_What is expected_
Quote every one of the records below word for word, leaving the pictures out of your answer.

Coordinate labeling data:
>> start

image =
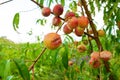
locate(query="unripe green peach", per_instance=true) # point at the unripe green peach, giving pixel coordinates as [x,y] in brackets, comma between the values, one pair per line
[52,40]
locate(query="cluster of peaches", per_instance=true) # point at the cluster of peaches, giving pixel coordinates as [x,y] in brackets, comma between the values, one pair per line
[73,24]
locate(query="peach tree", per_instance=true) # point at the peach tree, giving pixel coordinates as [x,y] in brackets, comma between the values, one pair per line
[94,56]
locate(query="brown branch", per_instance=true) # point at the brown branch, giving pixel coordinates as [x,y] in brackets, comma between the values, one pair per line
[92,25]
[89,35]
[6,2]
[44,49]
[90,43]
[43,7]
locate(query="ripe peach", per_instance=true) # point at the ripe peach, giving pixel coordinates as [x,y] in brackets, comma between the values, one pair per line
[95,55]
[105,55]
[81,48]
[79,31]
[90,31]
[101,33]
[56,21]
[76,43]
[52,40]
[83,21]
[67,29]
[46,11]
[94,63]
[70,63]
[58,9]
[73,22]
[69,15]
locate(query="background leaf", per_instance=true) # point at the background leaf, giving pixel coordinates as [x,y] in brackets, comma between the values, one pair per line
[16,21]
[23,70]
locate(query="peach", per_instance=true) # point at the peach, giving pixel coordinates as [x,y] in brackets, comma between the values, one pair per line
[52,40]
[56,21]
[83,21]
[58,9]
[69,15]
[73,22]
[70,63]
[95,55]
[46,11]
[94,63]
[101,32]
[81,48]
[79,31]
[105,55]
[67,29]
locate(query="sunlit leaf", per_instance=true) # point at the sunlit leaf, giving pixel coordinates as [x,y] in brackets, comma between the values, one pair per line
[23,70]
[63,2]
[41,21]
[16,21]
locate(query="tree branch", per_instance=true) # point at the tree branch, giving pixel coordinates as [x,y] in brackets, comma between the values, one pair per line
[96,37]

>> end

_Answer in full_
image =
locate(query="unripe green peach", per_instance=true) # point at the unripe green peach, giving pixel coordinates as [x,y] in brackets, comma between the values, one pair per line
[52,40]
locate(query="cluster of peaches", per_instance=true) # point at the cluster of peaches, giving pixel coordinates as [x,y] in brackets, comma between the values, one pair per line
[73,24]
locate(query="peach tree", per_instance=true) # point at the peach tree, giving pixel coordinates as [x,y] in brackets, comma between the values, one pair per line
[94,56]
locate(query="brown branch", per_instance=true) # point at the brown branch, giving pixel coordinates as [x,y] in brackets, comma between the values, one pair per line
[92,25]
[89,35]
[6,2]
[44,49]
[90,43]
[43,7]
locate(query="ripe peach", per_instance=true) # point at the ripe peach, giving pixel coordinates as [x,y] in brackets, comma between the values, one pair per line
[95,55]
[105,55]
[81,48]
[79,31]
[90,31]
[101,33]
[56,21]
[76,43]
[52,40]
[83,21]
[67,29]
[46,11]
[94,63]
[70,63]
[58,9]
[73,22]
[69,15]
locate(query="background leaf", per_instance=true) # point at the background leaf, giving pixel coordinates as [x,y] in brackets, comma between the values, one pair per line
[16,21]
[23,70]
locate(query="peach", per_instance=true) # point at the peach, giving pixel coordinates as [x,y] in brackets, comma between the values, one pair per line
[52,40]
[56,21]
[83,21]
[58,9]
[69,15]
[73,22]
[70,63]
[95,55]
[46,11]
[94,63]
[101,32]
[81,48]
[79,31]
[105,55]
[67,29]
locate(query="sunlit leaf", per_instance=true) # point at the sunlit leaf, giving pixel coordinates as [x,y] in brackets, comma between the values, one pair per line
[23,70]
[63,2]
[41,21]
[16,21]
locate(query="tree branch", per_instance=true) # point at the tree branch, giving pixel coordinates as [x,y] in brackets, comma between the values, one pair per line
[96,37]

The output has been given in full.